[Dataset entries]
——

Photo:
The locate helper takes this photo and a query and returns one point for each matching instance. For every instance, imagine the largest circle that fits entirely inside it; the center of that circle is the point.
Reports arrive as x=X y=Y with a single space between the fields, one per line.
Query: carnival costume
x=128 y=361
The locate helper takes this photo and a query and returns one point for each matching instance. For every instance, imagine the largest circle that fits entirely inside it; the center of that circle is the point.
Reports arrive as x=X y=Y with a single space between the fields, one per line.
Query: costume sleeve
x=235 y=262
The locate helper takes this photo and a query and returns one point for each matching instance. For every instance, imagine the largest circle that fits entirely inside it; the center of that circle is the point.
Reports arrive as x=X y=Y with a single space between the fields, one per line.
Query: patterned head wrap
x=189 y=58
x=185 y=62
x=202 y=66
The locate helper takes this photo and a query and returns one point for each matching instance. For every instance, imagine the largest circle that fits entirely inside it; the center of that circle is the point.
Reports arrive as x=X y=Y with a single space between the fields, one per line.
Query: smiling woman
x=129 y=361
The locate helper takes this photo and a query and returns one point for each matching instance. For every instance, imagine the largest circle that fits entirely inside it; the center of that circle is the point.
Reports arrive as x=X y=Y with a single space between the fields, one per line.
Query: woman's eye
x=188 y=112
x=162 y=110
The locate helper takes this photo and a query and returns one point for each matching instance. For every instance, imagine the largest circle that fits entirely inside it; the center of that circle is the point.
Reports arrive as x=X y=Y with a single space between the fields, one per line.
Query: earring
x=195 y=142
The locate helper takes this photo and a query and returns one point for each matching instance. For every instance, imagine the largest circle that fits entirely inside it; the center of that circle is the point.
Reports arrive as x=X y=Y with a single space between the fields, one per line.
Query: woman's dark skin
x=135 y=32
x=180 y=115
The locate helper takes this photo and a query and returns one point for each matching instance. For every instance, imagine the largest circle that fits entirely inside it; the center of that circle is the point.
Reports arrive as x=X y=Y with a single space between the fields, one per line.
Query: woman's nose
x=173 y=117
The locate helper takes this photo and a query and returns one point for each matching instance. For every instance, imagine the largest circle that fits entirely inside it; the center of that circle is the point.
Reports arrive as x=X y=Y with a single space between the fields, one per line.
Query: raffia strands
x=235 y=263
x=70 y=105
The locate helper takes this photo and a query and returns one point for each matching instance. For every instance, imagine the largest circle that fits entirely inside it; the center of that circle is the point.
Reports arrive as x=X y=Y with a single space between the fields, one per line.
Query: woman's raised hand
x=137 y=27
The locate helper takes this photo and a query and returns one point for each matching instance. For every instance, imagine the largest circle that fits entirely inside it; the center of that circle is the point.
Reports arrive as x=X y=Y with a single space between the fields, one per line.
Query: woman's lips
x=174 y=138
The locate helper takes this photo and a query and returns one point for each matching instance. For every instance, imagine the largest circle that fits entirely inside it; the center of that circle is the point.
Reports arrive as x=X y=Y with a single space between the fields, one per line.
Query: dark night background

——

**WHAT THE TASK REQUIRES**. Write the entries above out again, verbatim.

**ANSWER SECTION**.
Photo:
The locate helper takes this photo and a query and returns one point for each matching instance. For every instance, imagine the largest circle that fits entirely inside it; the center of that circle is the point.
Reports arrive as x=X y=Y with a single space between the fields, one per line.
Query: carnival costume
x=128 y=361
The locate helper takes this photo and a query and returns one point for each matching instance. For every instance, imagine the largest circle that fits entirely inside it; the center of that circle is the point.
Reports arrive as x=X y=Y with a single space between the fields, one per line.
Query: costume sleeve
x=235 y=262
The locate helper takes this photo and a query and returns one point for each matching instance. For every instance, imagine the largest circle that fits entirely inside it; the center of that circle is the point.
Reports arrive as x=X y=Y with a single space between the fields, one per line.
Query: patterned head wrap
x=189 y=58
x=185 y=62
x=202 y=66
The locate helper takes this photo and a query and returns one point for each matching instance. For every instance, imagine the largest circle that fits entirely inside it; the center of that circle is the point.
Reports arrive as x=X y=Y with a single space between the fields, one per line.
Query: smiling woman
x=129 y=361
The locate helper takes this photo and a query and returns one point for each matching instance. For every instance, imagine the largest circle that fits entirely inside it; the center of that circle is the point.
Reports arrive as x=X y=Y with a single space between the fields, one per line.
Query: woman's eye
x=188 y=112
x=162 y=110
The locate helper takes this photo and a query and returns one point for each matching instance. For every instance, imagine the largest circle that fits entirely inside it; the center of that circle is the point.
Reports arrive as x=X y=Y with a single space between the fields, one per line.
Query: earring
x=195 y=142
The locate helper takes this photo and a query and returns one point for each matching instance. For every instance, imagine the largest circle that fits entirely inside it; the center of that circle is the point.
Reports arrive as x=X y=Y with a single space between the fields, one per line.
Query: woman's dark skin
x=135 y=32
x=180 y=115
The locate helper takes this photo and a query and returns one point for each matching instance. For every instance, imagine the largest circle that fits entirely inside it; the center of that circle is the point.
Reports arrive as x=X y=Y with a single space between the fields, one per line.
Query: woman's nose
x=173 y=117
The locate helper takes this photo and a query and returns one point for each matching instance. For every instance, imagine the largest circle that fits entirely inside it; the center of that circle is the point.
Reports arrive as x=X y=Y with a single space between the fields, one per line.
Query: raffia strands
x=235 y=263
x=70 y=105
The locate helper takes this photo and a query and returns one point for each matching instance. For every instance, imagine the largest circle that fits entirely inside it; the center of that circle is the point.
Reports arrive as x=X y=Y with a single space between the fields, one per line.
Query: woman's raised hand
x=137 y=27
The locate helper takes this photo and a query and returns one point for each matching instance. For every instance, imagine the largest circle that fits entirely inside it; the center of that circle is the point.
Reports arrive as x=X y=Y with a single space between the fields, one per line.
Query: woman's lips
x=174 y=138
The locate helper takes this photo and a query and returns one point for each matching instance. For every instance, imagine the largest circle that fits entirely inside it; the center of that circle is the point.
Reports arrive as x=X y=Y with a single space between the fields, one per line.
Query: dark night background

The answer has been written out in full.